[DATA FOR THIS EXERCISE]
========
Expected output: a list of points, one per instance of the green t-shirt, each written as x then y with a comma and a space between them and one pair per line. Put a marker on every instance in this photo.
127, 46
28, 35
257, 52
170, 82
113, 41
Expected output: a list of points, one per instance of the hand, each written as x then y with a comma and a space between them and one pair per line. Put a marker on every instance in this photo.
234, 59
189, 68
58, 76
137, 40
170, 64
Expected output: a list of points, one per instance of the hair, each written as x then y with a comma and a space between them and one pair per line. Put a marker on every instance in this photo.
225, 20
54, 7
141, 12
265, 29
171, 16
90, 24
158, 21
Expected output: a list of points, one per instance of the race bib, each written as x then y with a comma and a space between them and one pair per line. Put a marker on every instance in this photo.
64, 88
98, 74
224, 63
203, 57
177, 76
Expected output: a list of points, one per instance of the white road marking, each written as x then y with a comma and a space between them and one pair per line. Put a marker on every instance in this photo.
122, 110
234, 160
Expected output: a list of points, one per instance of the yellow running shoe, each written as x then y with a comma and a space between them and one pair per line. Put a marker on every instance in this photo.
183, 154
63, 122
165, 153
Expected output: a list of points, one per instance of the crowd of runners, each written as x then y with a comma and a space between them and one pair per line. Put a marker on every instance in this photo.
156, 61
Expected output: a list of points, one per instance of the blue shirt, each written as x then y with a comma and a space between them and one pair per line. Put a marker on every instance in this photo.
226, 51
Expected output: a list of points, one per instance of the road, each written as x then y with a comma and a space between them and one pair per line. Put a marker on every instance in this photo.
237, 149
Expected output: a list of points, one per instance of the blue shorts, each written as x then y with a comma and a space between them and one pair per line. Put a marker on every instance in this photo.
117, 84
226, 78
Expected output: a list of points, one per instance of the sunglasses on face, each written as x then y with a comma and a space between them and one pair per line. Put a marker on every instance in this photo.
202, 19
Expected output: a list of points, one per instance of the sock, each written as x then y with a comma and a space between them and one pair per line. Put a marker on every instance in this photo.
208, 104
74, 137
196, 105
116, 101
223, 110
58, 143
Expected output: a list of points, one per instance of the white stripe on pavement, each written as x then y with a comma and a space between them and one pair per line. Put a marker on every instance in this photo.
========
[WORK TO BE COMPLETED]
Could you write out every entry above exactly as it appears?

[RESPONSE TO THIS EXERCISE]
Expected output: a list of points, one per instance of the green t-shirt, each written as x then y with a comma and a space between them and one pair per line. Put a marker on every instance in this photo.
127, 46
28, 35
257, 52
170, 82
113, 41
Expected output: a list of points, one per instance of the hand, each written as x then y with a comma and a space between them and one pair per line. Put a marker on every instance in this photo.
234, 59
189, 68
58, 76
137, 40
170, 64
Expected output: a list of points, one per instance of the hair, each written as x then y with a comma and a space between them and one pair per line. Put a marker on every instance in this photo.
225, 20
54, 7
141, 12
265, 29
171, 16
90, 24
158, 21
Expected output: a list of points, one per instance of the race bib, each written as x then y with a comma and a space between them and one pair per line. Put a marker on every instance in this photo.
64, 88
98, 74
224, 63
203, 57
177, 76
Expected output: a list of points, one per instance of the white road marking, each written as x then y with a comma and a space between them and one pair per line. Put a marker on every instance in this photo.
122, 110
234, 160
Expected output: a list of points, one per instance of the yellow running shoe, each written as x then y with a comma and a space between them and one pair per line. Put a marker on every instance in this photo.
183, 154
63, 122
165, 153
Expected output: a list of points, one per instance of the crowd of runners, each written as x then y with a comma and a space between them and one pair per line. Put a marker on every instance in this photo.
156, 61
Expected output: a list of points, one per instance of the blue shirt, each written as x then y with a comma and a space between them and one pair per line. Put a marker on every instance in this photo.
226, 51
Expected output: a list of points, one per instance of the road, each written as x then y with a comma and a space between them and one pair per line. Put a marker on every instance in this photo.
237, 149
Expected output: a list of points, one per instance of the blue shorts, each written as x then y with a comma and a space between them and one pair per line. Put a marker on every instance in this photo.
117, 84
226, 78
Expected output: a list of points, one per instance of the sunglasses on face, each written as x then y with a comma and a space between them and one pair per line. Put a marker on every instance in this photo.
202, 19
Expected output: a list of points, one per instance of the sock, each written as x then y with a comma and a space between them and one pair per line. Put a marker on every instance in this photo.
208, 104
74, 137
196, 105
116, 101
223, 110
58, 143
Expected output: a list of points, one per instance of the white stripe on pavement, each written as x then y with a comma and a space between them and one pair per line. Put a marker on every instance in this photo.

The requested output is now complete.